# [REQUIREMENTS]
a – In the mailing-list reply about string implementation, why does the writer decline to say whether a bitc yacc or bison would match C in performance? Explain in one to three sentences.
b – According to the mailing-list reply about string implementation, what does Pypy's default build use for strings instead of ropes?
c – Reproduce the passage of the mailing-list reply about string implementation between "On 17 March" and "performance to c ?", inclusive.

— START OF QUOTED TEXT —

On 17 March 2011 17:07, Ben Kloosterman <[email protected]> wrote:
> Agree with you for the general case but looking at the specialist case  - do
> you  think a bitc yacc or a bison will be of similar performance to c ?

I know too little about yacc implementation to be confident, and even
then, it would mean nothing without actual measurement.  To be honest,
I don't even know what it does for strings internally.  But here is
what I *can* say.

I think we have discovered two sources of potential overhead in an
abstract, rope based default string implementation with linear
iterators.

One is that the check to determine the extents of the next character
might not actually pay off relative to cache usage, which would be
interesting to get some actual data on.  Pypy can be convinced to use
ropes internally, and I think there were slowdowns on some benchmarks,
which is why the default build uses a standard byte array, but I don't
know how closely the performance was analysed. I don't think the
resulting iteration code was heavily optimised.

The other is the indirection due to String becoming a typeclass.  This
means that some common functions won't be inlined, and some way of
implementing the virtual dispatch needs to be present.  It does mean,
though, that strings do not always need to be converted from their
source encoding.

— END OF QUOTED TEXT —
— START OF SUPPLIED ENTRIES —

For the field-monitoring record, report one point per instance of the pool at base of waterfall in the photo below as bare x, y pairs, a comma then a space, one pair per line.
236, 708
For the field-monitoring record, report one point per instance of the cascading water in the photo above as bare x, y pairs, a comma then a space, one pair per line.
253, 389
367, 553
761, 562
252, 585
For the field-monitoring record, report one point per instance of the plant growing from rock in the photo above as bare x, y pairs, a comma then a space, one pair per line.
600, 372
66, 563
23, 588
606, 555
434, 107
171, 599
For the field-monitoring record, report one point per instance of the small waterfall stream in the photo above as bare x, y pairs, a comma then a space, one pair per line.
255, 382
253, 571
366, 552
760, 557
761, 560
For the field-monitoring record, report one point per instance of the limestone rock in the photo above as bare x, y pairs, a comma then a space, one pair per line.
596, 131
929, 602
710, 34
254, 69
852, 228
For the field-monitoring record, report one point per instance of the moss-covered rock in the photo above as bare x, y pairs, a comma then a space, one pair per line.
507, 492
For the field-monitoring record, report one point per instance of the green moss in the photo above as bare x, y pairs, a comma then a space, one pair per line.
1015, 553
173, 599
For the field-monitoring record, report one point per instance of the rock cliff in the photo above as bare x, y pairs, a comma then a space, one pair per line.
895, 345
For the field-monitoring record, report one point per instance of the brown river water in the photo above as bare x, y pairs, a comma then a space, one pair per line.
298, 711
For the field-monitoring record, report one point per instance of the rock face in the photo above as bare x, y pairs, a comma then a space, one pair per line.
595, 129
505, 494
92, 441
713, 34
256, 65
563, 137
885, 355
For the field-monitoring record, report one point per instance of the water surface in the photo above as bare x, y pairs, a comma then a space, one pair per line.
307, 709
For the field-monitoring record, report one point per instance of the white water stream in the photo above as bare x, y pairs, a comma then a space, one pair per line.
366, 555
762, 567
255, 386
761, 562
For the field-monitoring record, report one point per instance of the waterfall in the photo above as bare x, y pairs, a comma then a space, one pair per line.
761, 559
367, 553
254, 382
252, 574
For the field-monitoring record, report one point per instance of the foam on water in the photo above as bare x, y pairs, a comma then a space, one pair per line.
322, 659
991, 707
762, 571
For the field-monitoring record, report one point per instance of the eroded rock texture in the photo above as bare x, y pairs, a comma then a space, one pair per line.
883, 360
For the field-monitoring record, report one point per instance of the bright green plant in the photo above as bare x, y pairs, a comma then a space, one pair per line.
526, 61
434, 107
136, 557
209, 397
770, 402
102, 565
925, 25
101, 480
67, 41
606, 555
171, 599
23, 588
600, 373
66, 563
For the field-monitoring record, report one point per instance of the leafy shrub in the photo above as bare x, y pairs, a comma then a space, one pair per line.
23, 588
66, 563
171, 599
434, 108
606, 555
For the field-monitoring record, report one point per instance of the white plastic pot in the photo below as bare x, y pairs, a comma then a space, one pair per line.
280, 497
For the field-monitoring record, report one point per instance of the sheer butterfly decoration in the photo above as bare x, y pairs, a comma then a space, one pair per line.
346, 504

— END OF SUPPLIED ENTRIES —

# [SOLUTIONS TO THE EXERCISE]
a – The writer knows too little about how yacc is implemented to be confident. The writer adds that even an informed opinion would mean nothing without actual measurement.

b – A standard byte array.

c –
On 17 March 2011 17:07, Ben Kloosterman <[email protected]> wrote:
> Agree with you for the general case but looking at the specialist case  - do
> you  think a bitc yacc or a bison will be of similar performance to c ?